- What is expected: Working from the material below, print the lines from the line holding "The service SHOULD place a point on the telegraph" through its final line, inclusive, exactly and with nothing else; pictures are excluded.

[start of Excerpted records]

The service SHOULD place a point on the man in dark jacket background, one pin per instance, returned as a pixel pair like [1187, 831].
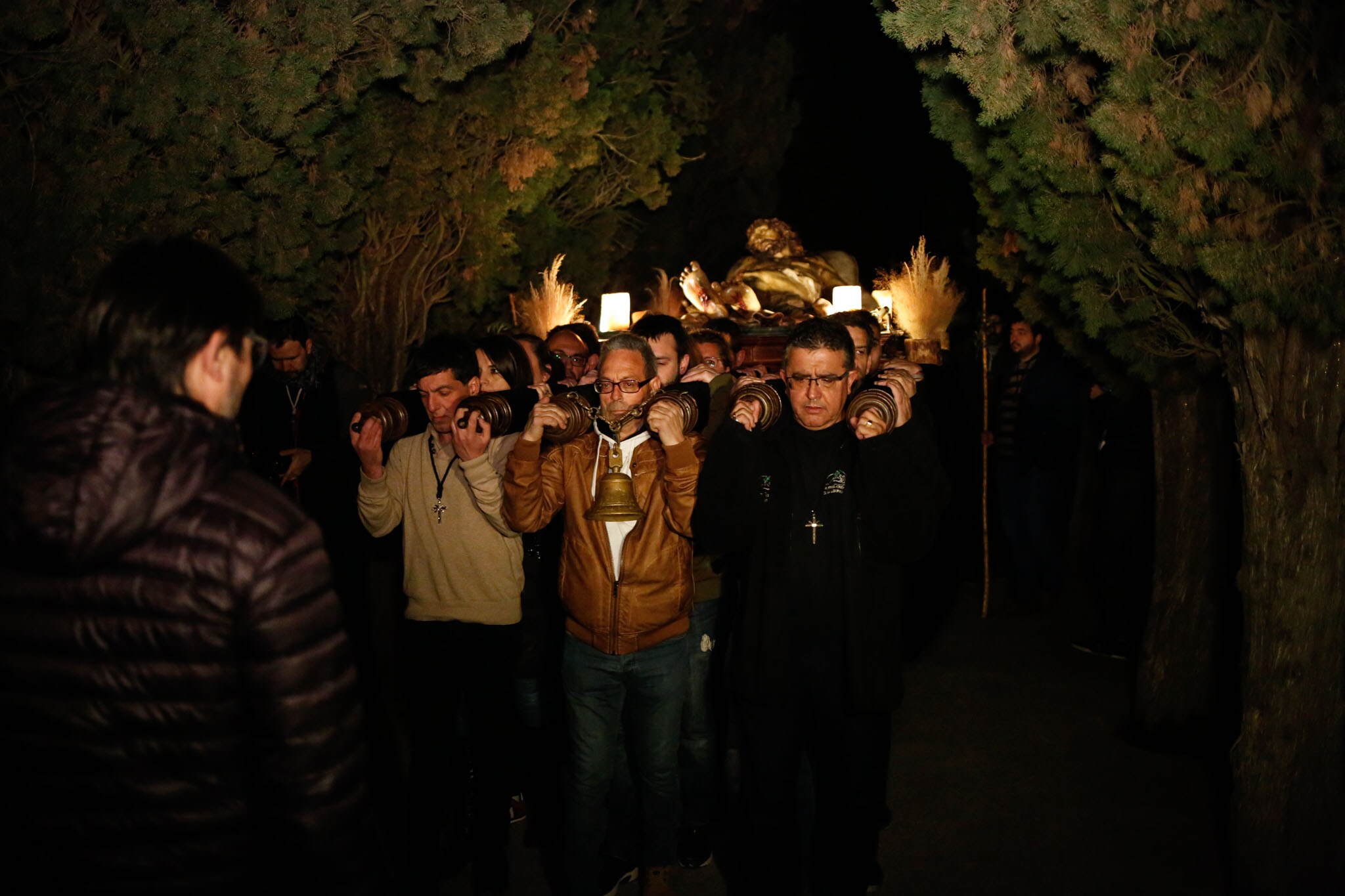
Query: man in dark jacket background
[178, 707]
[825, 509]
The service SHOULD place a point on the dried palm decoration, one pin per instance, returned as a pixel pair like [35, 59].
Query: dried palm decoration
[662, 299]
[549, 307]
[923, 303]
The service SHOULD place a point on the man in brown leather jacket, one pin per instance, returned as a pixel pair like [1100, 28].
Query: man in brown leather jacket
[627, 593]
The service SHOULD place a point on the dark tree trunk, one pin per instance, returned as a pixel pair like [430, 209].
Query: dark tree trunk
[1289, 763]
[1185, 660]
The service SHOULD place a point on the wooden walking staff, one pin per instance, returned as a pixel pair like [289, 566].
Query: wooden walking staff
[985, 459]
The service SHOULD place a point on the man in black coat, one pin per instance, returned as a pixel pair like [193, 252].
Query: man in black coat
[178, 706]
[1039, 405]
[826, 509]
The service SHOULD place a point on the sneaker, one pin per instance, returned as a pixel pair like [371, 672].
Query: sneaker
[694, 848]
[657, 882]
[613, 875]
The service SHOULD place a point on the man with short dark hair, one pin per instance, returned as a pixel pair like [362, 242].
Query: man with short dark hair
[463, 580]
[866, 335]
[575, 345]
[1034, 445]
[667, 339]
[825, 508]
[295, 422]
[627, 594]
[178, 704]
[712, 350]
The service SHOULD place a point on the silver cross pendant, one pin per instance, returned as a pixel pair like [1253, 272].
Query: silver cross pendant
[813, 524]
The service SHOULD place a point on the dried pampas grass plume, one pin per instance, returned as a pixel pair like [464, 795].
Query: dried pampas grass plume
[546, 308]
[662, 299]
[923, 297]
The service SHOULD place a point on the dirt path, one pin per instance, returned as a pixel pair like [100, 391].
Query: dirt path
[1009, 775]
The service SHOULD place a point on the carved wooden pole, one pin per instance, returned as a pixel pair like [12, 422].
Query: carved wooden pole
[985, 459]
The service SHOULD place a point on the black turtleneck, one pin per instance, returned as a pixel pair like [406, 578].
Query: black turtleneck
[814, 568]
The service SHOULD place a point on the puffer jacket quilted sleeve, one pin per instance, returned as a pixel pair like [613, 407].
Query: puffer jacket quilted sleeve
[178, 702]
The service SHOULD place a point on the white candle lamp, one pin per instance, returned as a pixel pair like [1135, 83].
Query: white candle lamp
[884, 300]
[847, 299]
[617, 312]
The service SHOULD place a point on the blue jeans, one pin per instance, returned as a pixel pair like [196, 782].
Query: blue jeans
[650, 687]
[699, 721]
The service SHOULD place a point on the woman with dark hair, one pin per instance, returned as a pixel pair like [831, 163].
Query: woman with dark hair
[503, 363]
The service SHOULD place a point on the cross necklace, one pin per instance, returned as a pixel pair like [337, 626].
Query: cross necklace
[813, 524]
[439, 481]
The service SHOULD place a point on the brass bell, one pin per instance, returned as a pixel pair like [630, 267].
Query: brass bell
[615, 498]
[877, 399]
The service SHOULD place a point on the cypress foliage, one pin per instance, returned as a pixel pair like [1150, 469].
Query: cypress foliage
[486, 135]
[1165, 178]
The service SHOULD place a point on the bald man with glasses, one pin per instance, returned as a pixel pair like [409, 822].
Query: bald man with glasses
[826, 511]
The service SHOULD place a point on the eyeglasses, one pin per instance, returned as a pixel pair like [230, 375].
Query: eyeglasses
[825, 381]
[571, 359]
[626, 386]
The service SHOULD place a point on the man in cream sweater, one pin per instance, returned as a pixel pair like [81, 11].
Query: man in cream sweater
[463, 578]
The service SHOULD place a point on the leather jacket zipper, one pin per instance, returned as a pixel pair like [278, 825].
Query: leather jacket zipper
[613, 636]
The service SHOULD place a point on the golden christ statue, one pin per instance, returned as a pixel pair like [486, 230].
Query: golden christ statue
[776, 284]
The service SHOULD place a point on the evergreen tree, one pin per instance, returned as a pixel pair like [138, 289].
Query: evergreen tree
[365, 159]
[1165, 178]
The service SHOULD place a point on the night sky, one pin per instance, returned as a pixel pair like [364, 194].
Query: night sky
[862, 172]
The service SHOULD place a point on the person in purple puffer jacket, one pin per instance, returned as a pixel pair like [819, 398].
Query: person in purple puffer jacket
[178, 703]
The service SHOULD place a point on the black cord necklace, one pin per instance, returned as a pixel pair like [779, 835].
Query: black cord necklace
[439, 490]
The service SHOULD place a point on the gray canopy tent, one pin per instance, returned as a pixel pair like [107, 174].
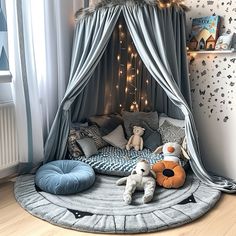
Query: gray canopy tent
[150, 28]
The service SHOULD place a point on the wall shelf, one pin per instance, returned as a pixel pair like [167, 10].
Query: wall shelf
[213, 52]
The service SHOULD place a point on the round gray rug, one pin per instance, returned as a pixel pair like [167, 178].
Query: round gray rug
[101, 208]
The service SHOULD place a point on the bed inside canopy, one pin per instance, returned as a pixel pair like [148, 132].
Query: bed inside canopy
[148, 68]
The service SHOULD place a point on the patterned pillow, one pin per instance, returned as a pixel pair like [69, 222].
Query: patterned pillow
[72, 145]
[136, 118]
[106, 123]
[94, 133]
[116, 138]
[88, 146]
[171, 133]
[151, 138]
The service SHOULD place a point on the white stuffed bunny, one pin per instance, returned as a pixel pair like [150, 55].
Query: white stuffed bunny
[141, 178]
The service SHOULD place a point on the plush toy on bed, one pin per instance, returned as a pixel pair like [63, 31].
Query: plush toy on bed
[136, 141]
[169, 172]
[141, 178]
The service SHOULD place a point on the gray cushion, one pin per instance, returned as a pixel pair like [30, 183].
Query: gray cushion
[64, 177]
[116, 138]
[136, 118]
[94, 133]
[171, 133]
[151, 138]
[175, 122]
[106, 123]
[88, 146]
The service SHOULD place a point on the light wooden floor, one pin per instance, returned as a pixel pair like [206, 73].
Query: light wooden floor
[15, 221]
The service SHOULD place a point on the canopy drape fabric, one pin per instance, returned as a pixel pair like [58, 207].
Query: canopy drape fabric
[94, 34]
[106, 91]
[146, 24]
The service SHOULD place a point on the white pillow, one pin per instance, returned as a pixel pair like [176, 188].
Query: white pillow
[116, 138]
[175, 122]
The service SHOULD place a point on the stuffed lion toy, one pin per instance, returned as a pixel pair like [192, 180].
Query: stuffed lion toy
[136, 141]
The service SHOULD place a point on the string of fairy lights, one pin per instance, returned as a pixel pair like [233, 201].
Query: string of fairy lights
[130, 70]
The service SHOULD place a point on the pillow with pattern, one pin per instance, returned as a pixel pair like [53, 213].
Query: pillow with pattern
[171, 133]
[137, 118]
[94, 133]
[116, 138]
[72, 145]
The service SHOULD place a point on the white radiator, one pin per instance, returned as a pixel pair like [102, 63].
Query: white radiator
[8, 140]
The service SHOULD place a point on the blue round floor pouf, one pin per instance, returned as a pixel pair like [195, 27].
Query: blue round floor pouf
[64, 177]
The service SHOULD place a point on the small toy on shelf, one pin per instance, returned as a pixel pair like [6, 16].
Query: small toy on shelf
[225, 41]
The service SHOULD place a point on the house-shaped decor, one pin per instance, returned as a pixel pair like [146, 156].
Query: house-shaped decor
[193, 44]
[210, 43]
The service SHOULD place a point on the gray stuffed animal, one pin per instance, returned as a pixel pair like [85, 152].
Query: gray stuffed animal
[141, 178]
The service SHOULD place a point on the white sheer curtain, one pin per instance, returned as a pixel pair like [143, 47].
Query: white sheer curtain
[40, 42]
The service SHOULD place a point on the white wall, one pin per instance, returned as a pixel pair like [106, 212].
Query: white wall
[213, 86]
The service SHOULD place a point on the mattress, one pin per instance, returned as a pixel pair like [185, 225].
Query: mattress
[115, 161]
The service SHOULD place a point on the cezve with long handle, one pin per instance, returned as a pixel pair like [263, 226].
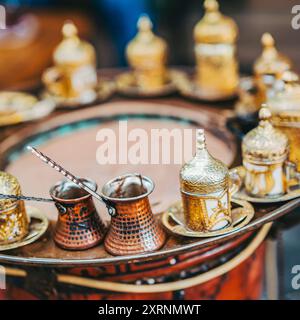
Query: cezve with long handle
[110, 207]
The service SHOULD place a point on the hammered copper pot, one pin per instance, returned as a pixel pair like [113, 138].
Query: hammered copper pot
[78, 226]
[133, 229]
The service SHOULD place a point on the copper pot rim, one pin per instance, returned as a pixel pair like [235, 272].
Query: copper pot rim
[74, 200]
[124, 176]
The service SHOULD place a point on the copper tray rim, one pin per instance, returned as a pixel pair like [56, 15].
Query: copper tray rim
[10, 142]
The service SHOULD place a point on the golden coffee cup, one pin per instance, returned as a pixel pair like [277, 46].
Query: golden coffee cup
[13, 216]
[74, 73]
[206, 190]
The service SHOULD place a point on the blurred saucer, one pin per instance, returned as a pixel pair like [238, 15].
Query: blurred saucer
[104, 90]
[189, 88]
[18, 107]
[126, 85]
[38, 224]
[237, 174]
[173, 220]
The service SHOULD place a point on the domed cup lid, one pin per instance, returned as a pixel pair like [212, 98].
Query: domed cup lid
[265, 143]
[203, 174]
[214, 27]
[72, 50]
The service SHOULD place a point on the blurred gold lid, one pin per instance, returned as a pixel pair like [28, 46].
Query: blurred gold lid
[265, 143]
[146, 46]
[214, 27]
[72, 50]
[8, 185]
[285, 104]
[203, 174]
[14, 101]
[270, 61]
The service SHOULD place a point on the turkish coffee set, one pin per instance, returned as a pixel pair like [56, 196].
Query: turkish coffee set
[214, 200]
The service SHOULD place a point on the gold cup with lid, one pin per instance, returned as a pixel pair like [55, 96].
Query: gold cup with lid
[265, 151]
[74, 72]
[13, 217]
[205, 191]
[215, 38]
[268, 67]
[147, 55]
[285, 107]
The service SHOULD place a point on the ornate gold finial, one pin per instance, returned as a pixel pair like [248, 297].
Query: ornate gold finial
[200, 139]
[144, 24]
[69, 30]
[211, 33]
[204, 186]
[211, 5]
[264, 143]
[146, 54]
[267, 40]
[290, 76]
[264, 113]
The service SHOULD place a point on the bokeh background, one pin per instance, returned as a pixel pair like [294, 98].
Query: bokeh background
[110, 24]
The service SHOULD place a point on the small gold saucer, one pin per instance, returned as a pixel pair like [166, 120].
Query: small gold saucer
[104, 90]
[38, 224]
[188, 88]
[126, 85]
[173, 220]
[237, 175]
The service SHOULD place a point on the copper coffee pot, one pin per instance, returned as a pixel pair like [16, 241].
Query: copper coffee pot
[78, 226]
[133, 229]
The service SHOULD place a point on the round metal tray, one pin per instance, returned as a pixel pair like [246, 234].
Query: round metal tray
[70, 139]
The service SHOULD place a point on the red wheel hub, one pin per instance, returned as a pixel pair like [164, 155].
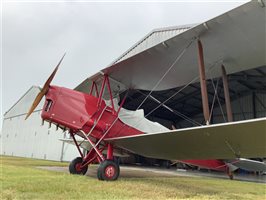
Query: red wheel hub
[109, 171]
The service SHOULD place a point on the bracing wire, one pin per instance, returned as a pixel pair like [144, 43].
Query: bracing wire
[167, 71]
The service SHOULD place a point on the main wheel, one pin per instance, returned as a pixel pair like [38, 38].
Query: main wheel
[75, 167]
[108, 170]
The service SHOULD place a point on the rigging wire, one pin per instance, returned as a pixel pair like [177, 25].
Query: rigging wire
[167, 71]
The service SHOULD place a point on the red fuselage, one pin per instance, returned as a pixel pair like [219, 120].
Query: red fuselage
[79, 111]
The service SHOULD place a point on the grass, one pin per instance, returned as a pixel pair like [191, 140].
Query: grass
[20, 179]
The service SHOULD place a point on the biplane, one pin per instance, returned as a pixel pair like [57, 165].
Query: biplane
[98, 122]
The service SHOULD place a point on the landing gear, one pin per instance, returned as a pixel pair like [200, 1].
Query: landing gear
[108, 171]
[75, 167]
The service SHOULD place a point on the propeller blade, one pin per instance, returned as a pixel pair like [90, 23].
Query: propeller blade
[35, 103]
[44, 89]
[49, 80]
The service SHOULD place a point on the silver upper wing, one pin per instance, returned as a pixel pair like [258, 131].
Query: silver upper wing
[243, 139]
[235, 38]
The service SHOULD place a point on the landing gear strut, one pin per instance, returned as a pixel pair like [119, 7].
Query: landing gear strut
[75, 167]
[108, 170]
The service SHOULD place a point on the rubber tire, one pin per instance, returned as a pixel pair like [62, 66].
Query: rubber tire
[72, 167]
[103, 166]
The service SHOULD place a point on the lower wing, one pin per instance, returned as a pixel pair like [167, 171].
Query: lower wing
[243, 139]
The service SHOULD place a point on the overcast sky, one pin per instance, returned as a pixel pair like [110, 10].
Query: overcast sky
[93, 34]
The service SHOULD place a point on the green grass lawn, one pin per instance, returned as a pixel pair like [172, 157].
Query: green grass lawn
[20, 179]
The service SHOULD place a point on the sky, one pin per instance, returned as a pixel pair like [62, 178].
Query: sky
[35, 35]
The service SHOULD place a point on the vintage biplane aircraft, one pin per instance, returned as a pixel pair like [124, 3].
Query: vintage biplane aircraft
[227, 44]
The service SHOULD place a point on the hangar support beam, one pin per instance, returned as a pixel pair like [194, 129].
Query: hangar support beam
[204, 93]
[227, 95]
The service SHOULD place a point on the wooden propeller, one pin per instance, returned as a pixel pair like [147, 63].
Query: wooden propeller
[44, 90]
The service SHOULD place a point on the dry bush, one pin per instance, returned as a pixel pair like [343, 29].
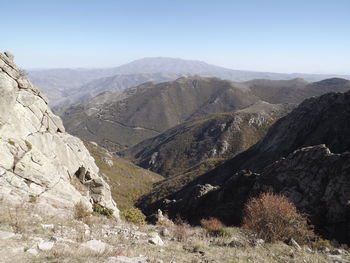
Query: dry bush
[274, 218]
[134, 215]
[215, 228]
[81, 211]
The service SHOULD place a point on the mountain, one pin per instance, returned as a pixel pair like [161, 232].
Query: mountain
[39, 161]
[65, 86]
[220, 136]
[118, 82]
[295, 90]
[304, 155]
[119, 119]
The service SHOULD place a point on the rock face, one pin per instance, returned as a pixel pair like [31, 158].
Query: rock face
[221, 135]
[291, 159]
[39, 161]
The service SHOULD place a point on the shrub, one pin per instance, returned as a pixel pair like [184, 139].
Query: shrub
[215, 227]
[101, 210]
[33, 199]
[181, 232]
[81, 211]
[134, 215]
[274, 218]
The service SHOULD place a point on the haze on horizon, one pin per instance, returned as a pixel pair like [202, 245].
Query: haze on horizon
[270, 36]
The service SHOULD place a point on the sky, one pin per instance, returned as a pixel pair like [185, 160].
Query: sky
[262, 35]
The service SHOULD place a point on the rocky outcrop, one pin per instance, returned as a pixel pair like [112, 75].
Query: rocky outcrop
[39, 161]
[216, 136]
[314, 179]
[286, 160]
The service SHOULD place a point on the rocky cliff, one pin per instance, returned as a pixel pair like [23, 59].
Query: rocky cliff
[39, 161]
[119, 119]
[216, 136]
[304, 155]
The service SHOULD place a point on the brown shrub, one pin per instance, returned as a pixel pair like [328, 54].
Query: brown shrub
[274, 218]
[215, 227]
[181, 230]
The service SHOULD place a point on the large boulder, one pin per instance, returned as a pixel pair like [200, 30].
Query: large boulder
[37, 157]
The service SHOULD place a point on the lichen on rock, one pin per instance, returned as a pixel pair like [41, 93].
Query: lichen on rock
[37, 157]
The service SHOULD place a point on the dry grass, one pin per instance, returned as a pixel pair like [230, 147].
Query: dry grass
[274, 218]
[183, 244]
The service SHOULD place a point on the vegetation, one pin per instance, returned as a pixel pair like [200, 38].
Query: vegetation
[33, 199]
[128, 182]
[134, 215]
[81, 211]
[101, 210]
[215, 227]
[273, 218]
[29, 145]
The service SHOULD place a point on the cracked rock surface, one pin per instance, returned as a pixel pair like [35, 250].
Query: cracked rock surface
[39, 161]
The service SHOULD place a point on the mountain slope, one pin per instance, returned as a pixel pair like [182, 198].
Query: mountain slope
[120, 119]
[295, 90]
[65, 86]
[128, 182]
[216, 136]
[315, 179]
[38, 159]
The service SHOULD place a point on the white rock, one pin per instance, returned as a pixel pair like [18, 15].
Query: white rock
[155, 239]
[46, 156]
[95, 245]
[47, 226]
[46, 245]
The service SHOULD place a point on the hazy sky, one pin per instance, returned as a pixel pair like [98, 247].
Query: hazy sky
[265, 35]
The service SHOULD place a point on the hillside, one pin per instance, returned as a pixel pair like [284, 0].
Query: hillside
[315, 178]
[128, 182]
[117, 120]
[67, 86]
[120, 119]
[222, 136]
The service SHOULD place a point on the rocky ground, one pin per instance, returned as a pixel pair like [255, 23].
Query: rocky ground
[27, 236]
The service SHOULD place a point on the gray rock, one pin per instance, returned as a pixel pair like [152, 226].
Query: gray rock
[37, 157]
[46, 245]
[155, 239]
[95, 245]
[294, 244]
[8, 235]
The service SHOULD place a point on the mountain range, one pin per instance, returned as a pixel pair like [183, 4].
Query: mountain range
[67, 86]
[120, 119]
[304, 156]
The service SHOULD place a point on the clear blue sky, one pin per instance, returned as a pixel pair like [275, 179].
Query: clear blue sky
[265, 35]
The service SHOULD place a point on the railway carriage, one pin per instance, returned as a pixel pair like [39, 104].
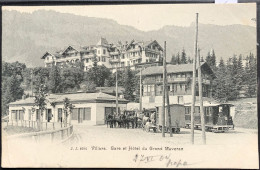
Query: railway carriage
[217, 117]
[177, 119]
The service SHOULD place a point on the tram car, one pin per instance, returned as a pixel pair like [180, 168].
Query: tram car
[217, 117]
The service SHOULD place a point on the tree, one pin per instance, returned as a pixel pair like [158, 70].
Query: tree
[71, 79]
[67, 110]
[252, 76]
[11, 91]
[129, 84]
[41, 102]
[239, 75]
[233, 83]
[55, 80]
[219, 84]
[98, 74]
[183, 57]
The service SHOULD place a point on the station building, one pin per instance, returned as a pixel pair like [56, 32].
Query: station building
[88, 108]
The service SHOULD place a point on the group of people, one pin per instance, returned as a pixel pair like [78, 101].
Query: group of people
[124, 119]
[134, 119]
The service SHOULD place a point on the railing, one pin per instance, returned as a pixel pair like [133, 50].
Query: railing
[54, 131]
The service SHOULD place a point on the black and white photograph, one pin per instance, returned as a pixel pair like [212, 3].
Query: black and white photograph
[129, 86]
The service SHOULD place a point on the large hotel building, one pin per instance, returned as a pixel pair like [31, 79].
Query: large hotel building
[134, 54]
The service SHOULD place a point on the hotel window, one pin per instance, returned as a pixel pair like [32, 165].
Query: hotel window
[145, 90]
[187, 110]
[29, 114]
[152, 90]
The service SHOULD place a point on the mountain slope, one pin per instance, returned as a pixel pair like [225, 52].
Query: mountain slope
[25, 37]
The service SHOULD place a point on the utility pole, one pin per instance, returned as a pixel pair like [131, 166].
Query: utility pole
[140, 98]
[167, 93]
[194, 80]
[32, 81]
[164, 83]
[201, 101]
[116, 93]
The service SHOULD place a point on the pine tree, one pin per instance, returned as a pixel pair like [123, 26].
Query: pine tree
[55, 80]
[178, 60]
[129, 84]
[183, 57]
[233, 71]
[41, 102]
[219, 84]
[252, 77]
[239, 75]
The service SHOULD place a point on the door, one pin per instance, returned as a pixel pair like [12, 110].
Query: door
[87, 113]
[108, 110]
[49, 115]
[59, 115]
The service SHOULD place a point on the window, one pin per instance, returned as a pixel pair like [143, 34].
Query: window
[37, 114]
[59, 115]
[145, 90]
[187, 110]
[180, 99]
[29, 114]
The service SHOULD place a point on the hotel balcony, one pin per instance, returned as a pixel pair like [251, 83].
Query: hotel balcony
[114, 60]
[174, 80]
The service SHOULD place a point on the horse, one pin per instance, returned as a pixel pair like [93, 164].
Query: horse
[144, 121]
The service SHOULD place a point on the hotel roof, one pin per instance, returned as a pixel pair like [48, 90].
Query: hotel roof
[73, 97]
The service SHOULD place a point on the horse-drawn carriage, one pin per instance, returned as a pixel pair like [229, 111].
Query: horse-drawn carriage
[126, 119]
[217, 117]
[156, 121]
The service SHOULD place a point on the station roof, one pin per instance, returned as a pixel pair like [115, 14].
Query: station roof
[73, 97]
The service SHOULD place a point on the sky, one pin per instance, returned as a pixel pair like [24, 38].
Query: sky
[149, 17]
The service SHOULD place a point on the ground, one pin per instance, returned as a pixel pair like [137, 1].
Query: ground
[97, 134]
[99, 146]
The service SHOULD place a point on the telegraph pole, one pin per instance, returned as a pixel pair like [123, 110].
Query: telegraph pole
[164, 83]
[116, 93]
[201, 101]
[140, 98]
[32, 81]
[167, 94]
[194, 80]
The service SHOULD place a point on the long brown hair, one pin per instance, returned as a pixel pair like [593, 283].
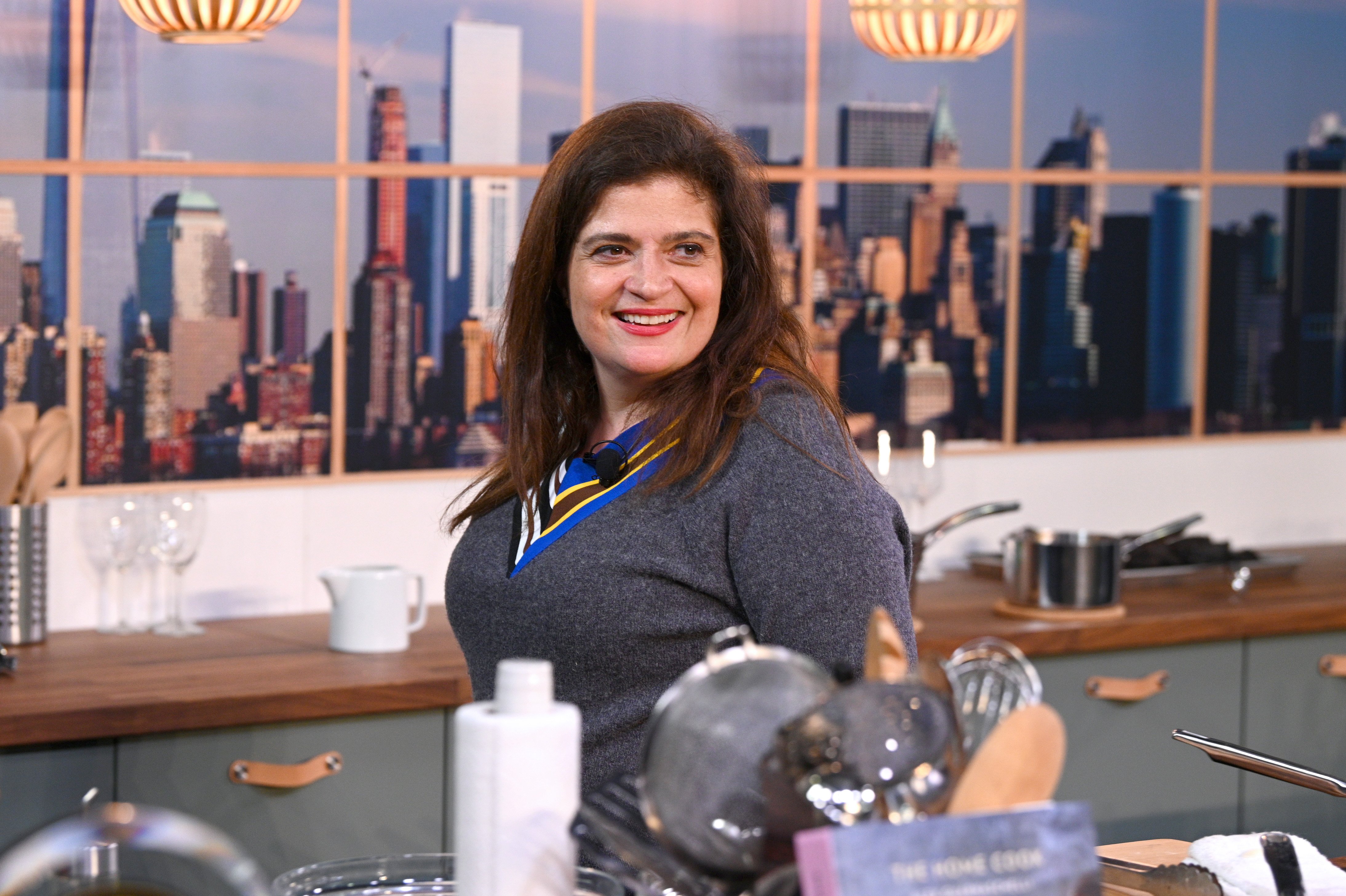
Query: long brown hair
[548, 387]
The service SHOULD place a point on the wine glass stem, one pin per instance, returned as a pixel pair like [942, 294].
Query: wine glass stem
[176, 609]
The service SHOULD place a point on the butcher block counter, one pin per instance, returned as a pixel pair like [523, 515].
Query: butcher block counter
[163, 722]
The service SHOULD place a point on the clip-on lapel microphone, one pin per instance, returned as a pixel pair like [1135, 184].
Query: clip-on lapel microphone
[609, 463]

[end of Excerpted records]

- Exercise solution:
The service SHOULD place a point on the telegraph pole, one pin per instance, returned as a pixel pair like [123, 110].
Query: telegraph pole
[164, 83]
[116, 93]
[201, 101]
[140, 98]
[32, 81]
[167, 94]
[194, 80]
The service SHOULD place a point on the long brown hair, one pin per instance, returned as a pixel pair like [593, 283].
Query: long brown hair
[548, 387]
The service SHOULD place a point on the wine glass stem, one pin per instance, returned as a pixel pair like [942, 294].
Query: wine glass stem
[176, 609]
The service SHOULD place a point on the butcher block counter, one pin per instance, returned as a pixel pair like [523, 515].
Query: butcher block counter
[163, 722]
The service SHOULD place a point on the clip-on lapel microphone, one pin per instance, returned as a pixel pair like [1135, 184].
Query: clip-on lapel microphone
[609, 463]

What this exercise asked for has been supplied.